=== Input for this task ===

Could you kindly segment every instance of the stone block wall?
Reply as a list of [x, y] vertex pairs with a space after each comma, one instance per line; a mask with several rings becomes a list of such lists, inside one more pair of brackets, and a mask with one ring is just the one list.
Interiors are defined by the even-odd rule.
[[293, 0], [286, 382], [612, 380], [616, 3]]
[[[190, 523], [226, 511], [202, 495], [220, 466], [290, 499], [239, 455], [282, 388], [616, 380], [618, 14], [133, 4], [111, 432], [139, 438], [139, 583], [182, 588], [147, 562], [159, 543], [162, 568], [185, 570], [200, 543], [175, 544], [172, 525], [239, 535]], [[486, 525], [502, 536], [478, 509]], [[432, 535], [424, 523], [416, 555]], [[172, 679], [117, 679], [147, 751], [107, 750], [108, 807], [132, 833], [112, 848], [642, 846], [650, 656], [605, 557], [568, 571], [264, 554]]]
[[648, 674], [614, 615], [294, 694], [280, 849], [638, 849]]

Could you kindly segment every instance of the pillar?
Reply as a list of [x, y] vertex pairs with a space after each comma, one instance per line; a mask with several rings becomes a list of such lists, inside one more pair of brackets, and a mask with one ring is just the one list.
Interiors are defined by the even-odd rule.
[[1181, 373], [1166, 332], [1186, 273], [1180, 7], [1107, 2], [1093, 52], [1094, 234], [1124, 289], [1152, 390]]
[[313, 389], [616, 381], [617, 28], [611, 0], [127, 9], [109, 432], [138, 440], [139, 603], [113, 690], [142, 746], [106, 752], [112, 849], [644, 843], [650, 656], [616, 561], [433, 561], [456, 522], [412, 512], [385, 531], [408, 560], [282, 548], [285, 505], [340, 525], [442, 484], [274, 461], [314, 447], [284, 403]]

===

Copy the listing word for word.

Could you kindly segment every instance of the stone block wall?
Reply as a list of [x, y] vertex pairs with a space after each comma, one instance per line; a mask with several rings becomes a list of such lists, inside one more pair of brackets, and a mask with one ring is just the one list.
Interiors are defined by the even-odd rule.
[[293, 0], [286, 382], [612, 380], [616, 3]]
[[[190, 523], [226, 511], [202, 495], [220, 466], [290, 499], [239, 455], [282, 388], [616, 380], [618, 14], [133, 4], [111, 432], [139, 438], [139, 583], [182, 588], [147, 562], [159, 543], [162, 568], [185, 570], [200, 543], [175, 544], [172, 525], [239, 535]], [[486, 525], [502, 536], [478, 509]], [[432, 535], [424, 523], [416, 555]], [[172, 679], [117, 679], [147, 751], [107, 750], [108, 807], [132, 833], [112, 848], [642, 846], [650, 656], [605, 557], [568, 571], [264, 554]]]
[[648, 674], [614, 615], [294, 694], [280, 849], [638, 849]]

Could you kindly segment every instance of the pillar?
Reply as a list of [x, y] vertex pairs with a space after each comma, one instance per line; a mask with several rings becomes a list of such lists, inside one more pair of brackets, and a mask with one ring is just the one list.
Interiors are defined by the even-odd rule.
[[1181, 373], [1166, 332], [1186, 273], [1180, 7], [1107, 2], [1093, 52], [1094, 234], [1124, 289], [1152, 390]]
[[313, 389], [616, 381], [617, 28], [611, 0], [127, 9], [109, 432], [138, 440], [139, 603], [113, 690], [142, 746], [106, 752], [112, 849], [644, 843], [650, 656], [616, 561], [433, 561], [456, 522], [412, 512], [385, 531], [408, 560], [282, 548], [285, 505], [340, 525], [442, 484], [274, 461], [314, 447], [284, 403]]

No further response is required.